[Pointing records for named objects]
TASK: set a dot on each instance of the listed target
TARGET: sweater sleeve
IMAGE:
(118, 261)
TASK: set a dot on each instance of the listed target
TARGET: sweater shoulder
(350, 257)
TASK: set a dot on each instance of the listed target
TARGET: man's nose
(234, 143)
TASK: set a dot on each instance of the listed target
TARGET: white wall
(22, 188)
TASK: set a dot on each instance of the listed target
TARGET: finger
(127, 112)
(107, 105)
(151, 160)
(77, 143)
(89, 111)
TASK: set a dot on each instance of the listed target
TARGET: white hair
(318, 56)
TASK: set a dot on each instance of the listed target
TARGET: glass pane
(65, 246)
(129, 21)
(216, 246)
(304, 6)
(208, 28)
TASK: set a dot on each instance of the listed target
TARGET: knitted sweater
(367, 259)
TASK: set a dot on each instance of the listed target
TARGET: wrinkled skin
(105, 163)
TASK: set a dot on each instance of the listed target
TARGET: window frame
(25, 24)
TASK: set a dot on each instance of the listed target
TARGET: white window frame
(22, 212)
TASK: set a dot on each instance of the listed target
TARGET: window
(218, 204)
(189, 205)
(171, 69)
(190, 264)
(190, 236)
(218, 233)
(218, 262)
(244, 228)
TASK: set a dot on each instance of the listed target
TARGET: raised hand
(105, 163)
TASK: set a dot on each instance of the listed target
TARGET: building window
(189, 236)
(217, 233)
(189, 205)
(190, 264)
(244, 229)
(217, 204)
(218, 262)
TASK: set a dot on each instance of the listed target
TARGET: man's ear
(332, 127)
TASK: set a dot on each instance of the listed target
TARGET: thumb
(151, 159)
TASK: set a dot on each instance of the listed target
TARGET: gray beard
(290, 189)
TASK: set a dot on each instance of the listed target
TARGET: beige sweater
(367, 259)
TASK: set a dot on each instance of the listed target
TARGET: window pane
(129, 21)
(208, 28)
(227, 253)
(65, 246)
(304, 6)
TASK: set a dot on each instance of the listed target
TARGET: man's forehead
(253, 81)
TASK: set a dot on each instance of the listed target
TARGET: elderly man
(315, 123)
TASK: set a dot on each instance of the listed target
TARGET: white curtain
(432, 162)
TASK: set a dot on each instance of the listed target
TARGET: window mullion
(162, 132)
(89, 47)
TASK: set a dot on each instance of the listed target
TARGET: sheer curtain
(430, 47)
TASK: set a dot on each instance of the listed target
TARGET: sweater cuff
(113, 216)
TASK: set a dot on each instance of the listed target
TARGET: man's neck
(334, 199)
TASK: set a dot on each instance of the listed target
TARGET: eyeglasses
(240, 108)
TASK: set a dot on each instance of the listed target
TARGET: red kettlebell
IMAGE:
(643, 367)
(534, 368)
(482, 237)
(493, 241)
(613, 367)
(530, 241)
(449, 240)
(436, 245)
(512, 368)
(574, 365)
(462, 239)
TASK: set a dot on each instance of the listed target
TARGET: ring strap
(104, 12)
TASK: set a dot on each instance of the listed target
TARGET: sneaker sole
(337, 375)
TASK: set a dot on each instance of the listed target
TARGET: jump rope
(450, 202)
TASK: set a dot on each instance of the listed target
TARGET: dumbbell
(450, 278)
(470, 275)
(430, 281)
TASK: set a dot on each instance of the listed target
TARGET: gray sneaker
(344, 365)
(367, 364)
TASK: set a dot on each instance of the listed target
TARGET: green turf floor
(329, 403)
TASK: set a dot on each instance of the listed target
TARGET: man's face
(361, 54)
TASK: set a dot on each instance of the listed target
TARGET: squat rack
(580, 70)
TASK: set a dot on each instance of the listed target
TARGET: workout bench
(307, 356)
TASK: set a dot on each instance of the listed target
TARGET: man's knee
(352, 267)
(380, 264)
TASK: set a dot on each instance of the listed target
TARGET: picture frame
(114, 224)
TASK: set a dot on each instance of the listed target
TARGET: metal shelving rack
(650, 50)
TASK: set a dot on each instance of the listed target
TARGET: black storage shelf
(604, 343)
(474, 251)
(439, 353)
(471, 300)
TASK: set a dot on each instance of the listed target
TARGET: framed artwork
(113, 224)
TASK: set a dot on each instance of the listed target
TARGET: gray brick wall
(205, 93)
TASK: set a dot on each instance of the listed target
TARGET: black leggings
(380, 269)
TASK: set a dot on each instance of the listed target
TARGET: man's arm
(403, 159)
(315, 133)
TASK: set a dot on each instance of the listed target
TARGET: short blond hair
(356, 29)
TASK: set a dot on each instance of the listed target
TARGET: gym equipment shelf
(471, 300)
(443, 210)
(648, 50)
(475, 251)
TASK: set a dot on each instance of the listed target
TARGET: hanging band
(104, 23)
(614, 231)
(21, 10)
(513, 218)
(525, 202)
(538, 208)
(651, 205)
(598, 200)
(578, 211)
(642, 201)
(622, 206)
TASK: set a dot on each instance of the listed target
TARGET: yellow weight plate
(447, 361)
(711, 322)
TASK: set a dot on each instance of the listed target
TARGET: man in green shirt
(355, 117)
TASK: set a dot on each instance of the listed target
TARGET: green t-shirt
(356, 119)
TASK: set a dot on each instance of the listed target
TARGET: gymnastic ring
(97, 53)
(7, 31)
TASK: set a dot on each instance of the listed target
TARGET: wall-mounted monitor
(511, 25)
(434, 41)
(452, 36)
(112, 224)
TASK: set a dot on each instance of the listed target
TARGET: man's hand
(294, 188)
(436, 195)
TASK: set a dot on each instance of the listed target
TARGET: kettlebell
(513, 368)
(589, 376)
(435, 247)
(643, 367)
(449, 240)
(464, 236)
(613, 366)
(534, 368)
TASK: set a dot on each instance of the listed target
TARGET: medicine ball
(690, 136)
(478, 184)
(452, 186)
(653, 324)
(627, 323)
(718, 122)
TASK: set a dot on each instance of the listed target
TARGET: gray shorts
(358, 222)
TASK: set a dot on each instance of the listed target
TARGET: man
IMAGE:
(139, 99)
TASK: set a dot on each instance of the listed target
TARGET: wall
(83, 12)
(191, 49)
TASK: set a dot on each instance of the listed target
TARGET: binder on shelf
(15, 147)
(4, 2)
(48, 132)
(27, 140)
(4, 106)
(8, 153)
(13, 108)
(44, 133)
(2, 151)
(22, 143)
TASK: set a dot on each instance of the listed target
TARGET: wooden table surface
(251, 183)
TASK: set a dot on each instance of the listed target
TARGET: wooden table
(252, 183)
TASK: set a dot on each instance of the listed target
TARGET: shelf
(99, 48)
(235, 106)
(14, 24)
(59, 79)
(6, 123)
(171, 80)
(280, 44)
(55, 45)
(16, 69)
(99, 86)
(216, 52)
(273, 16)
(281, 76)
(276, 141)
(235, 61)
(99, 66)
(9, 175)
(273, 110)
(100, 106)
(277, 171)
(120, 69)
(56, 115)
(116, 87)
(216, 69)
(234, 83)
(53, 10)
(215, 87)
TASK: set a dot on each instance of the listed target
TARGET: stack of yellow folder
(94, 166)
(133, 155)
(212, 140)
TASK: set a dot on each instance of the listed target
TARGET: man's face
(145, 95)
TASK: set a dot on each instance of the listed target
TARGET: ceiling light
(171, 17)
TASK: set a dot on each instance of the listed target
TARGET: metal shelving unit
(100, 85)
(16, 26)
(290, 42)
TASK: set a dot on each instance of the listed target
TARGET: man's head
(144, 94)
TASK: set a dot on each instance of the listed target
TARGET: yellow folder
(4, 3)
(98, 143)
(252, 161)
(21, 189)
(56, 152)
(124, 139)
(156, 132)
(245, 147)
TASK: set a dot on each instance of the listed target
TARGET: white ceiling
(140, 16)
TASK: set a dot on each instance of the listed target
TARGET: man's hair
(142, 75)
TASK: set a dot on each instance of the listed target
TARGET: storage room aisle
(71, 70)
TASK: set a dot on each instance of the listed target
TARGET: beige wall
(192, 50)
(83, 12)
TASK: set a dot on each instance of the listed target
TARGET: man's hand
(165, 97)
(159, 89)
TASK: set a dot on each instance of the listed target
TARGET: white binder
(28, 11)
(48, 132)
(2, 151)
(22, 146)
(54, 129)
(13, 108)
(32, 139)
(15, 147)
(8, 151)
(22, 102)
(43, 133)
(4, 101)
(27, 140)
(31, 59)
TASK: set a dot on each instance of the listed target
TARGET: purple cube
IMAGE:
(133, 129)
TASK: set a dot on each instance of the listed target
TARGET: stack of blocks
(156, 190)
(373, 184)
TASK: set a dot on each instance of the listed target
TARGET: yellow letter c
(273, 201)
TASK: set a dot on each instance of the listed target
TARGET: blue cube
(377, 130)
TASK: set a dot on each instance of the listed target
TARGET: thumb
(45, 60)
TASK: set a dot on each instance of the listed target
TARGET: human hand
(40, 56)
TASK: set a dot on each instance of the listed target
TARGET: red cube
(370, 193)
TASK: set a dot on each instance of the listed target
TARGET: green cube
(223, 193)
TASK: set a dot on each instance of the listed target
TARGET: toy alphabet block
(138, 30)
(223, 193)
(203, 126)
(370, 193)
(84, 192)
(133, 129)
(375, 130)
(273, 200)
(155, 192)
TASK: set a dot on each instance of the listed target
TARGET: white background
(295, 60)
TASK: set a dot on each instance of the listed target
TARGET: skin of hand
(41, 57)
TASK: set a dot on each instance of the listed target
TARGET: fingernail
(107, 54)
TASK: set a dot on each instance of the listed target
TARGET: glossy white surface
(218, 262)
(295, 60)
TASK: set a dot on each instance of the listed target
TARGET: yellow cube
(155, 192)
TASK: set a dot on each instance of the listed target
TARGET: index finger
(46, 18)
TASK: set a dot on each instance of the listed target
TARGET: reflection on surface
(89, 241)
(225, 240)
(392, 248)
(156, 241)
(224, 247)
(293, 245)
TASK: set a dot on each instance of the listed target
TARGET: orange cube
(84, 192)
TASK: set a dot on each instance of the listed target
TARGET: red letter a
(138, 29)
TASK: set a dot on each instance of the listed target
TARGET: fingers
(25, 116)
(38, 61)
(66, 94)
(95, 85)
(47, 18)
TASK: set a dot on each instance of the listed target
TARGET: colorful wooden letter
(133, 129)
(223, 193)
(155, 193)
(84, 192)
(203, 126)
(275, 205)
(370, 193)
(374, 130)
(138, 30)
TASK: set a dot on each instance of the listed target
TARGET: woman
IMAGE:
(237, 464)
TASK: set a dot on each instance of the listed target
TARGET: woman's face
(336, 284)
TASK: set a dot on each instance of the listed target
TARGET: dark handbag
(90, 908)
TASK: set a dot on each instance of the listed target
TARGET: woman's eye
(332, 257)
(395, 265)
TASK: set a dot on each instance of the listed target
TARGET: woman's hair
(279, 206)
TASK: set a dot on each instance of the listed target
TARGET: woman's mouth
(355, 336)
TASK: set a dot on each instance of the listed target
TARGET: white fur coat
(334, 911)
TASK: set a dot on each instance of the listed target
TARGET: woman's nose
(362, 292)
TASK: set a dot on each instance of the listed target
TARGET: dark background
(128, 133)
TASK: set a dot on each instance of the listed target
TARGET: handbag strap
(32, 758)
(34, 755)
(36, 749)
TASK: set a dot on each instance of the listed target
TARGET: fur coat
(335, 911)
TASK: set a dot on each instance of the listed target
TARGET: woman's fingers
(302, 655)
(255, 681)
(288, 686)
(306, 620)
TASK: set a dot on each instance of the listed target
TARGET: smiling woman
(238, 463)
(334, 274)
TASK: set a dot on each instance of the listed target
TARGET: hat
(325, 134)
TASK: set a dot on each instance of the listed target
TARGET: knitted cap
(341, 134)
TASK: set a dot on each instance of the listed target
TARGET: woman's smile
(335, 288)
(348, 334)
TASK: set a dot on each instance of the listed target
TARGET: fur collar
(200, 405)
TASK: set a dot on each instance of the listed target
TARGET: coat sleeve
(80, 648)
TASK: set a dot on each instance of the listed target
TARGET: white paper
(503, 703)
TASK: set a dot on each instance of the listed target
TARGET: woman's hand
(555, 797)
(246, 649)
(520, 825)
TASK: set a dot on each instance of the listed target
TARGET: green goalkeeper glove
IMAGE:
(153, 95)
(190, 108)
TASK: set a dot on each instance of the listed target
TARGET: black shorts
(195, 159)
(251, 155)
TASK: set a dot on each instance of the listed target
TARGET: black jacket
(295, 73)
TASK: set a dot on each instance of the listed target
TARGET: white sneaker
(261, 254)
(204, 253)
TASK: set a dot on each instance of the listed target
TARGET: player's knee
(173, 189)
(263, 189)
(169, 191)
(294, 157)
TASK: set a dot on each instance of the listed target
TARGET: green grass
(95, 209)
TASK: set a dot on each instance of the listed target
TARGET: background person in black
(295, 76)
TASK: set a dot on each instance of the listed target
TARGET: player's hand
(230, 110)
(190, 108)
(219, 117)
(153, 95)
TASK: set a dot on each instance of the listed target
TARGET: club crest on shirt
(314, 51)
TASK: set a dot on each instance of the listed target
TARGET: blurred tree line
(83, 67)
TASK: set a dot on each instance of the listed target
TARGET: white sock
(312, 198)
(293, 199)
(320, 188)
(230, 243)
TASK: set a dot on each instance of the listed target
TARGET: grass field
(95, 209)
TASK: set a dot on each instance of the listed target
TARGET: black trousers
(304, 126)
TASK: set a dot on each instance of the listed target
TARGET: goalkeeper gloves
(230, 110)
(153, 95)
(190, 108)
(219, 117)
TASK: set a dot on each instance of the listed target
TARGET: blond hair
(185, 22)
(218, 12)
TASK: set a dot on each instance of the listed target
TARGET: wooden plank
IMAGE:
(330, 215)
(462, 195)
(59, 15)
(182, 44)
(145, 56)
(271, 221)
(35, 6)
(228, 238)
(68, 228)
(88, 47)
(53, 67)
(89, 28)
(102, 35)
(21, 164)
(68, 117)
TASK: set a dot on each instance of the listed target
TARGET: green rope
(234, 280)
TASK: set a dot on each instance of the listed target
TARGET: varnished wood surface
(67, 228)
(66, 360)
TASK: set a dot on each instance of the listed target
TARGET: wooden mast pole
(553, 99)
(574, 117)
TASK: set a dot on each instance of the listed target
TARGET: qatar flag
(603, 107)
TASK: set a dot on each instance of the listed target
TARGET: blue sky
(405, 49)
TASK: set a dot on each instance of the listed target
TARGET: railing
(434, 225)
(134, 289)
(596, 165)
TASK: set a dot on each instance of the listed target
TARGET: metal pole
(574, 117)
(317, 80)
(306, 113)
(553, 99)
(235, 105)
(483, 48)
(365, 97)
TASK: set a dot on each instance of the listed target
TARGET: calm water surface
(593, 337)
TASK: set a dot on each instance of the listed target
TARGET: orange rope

GIVEN TASK: Pick out every line above that contains the string "pane", and copy each one in full. Treat uppercase and lowercase letters as different.

EXPECTED ANSWER:
TARGET: glass pane
TARGET: window pane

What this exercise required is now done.